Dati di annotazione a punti
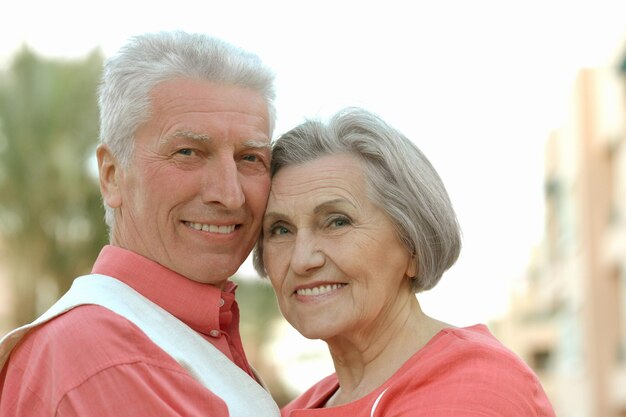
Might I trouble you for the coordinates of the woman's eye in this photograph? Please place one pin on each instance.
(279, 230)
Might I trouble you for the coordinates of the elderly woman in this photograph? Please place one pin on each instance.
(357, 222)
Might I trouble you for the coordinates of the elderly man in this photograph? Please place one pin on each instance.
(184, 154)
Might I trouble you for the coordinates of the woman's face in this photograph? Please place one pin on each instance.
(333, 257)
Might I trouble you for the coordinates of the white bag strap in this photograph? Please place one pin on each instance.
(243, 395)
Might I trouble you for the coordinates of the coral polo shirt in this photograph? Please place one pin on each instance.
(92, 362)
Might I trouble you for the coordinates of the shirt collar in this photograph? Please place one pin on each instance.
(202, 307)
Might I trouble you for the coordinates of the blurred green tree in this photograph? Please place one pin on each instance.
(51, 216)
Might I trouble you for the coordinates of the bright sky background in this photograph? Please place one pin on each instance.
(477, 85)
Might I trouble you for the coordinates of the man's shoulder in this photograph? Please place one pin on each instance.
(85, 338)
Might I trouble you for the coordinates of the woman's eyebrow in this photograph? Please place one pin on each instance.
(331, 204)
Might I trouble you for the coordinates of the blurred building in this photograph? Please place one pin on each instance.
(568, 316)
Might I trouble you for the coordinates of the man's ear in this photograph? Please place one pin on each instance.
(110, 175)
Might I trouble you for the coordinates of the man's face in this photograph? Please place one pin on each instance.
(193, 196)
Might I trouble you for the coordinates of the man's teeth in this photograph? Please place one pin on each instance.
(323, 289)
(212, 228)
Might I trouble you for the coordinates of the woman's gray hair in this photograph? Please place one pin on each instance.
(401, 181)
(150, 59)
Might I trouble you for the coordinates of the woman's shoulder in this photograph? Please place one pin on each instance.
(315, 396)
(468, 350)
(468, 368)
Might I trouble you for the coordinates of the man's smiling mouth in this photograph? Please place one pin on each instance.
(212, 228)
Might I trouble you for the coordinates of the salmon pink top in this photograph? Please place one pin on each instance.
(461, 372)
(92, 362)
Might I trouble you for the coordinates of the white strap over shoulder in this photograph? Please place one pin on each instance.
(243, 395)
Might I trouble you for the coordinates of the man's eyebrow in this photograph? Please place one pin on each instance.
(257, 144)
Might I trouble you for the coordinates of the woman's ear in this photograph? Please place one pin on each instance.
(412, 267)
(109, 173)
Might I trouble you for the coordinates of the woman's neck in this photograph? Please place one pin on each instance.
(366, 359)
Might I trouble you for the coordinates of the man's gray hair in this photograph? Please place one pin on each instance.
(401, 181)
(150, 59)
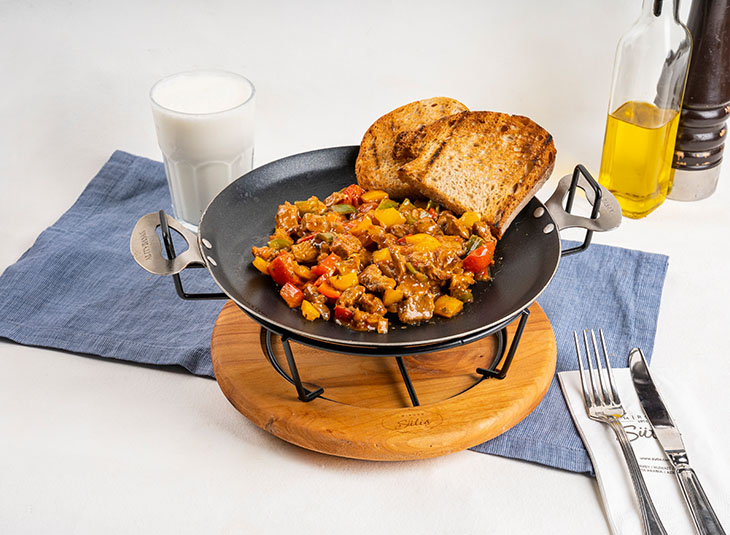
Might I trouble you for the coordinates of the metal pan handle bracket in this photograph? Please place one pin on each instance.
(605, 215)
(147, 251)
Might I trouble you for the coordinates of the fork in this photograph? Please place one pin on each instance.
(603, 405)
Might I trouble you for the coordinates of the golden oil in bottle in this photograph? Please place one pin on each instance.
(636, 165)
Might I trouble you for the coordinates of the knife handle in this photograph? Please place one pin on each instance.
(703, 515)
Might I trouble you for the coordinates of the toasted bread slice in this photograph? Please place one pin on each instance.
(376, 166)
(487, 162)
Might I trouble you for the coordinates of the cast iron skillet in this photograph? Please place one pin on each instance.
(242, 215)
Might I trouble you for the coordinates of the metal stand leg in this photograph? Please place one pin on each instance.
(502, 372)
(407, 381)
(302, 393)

▶ [Problema assegnato] Riscrivi per favore tutti i record sostituendo "photograph" con "image" e lasciando invariato tutto il resto. Non includere le immagini nella risposta.

▶ [Output completo]
Might I trouble you for the coordinates of the woman's eye in this image? Please place one pin on each instance.
(279, 230)
Might I trouble you for the coordinates of the elderly woman in this image? Please place one pin on each instance.
(357, 222)
Might I trouble you for the coordinates of the elderly man in this image? Please place one pin on each instance.
(184, 154)
Might I trouble you for the coordinates of the woman's face in this image? Please place one pin on each instance.
(333, 257)
Might I trouble you for the coordinates of the white bag strap in this image? Please place one pin on each instance.
(243, 395)
Might I trouble you for the coordinates of the coral polo shirt in this image? Please place one pin on each instance.
(92, 362)
Might I trouble you for the coordinates of the shirt collar in this image? Please place one pin on each instance.
(202, 307)
Might I trouble you for the coordinates of the blurred green tree in this image? Please place one pin on each instance.
(51, 216)
Might I trouble you for the coordinates of the bright sky background in this image? Please place one pin on each instance.
(477, 85)
Might I trouble you for the coordinates of the man's shoulder in this image? Please place one pin on each instance.
(85, 338)
Might I trouble you for the coordinates of the woman's eyebrow in this image? Please place one pin on each instance.
(331, 204)
Might I trouble you for the coordinates of the blurred building in this image? Please place one pin on each instance.
(568, 316)
Might I trouble you for the coordinates of the man's ear in this image? Please place one pin on each instance.
(110, 175)
Might I trouble you for the coordinates of the man's face in this image? Please place one pin on each instance.
(193, 196)
Might I trouble you for the coordinates of the man's teeth in this image? Please place one pin on each instance.
(323, 289)
(212, 228)
Might I trouble you for the coordinates of the woman's gray hair in this image? Please place one pin on each instance.
(401, 181)
(150, 59)
Might I trouble you for the coordinates of the woman's shoulder in this image? Please place one pin on each instance.
(315, 396)
(468, 350)
(468, 368)
Might I trouble you for the coordinates of the man's smiling mouth in this image? Please place one pin on each instance.
(212, 228)
Might I trouble you for the coordinates of the salmon pink top in this image? Please place one pin on each instance.
(461, 372)
(92, 362)
Might I trouble you for the coordinates of the white strap over shoulder in this image? Please place one pin on each instance.
(243, 395)
Might I trouble you for the coordinates of the man's eyebrow in this image? Please place one pin on each instance.
(257, 144)
Might I trouble you for the coordinates of the woman's ear in this image? Please place one pin on each instance.
(412, 267)
(109, 173)
Might I trouble you for the coordinates of the woman's neck in this image? Please place one pin on each instance.
(366, 359)
Might I trouble you for the coordinates of the man's gray hair in this image? Please place one pin on each instance.
(401, 181)
(150, 59)
Might I trouble you for the coordinates of the metal pan handle bracket in this image? Please place one pin on each instance.
(605, 215)
(147, 251)
Might I trouble you for the coordinates of the fork in this image? Please place one pin on each instance.
(603, 405)
Might I trouble you for the coordinates of the golden oil in bottle in this image? Please place one pin on each instance.
(636, 165)
Might I trouble you for the coordinates of the knife handle in this image? Please place one pin on each instance.
(703, 515)
Might I trouble you for the coordinates of the toasted bread slice in this image? Please place one pin on each instance.
(376, 166)
(487, 162)
Might I trouble you for the coordinates of the cast iron skillet in this image? Please place one pin on each instance.
(242, 215)
Might I trouble you for the coordinates of the metal stand leg in this image? Please place one pin on each instance.
(502, 372)
(407, 381)
(302, 393)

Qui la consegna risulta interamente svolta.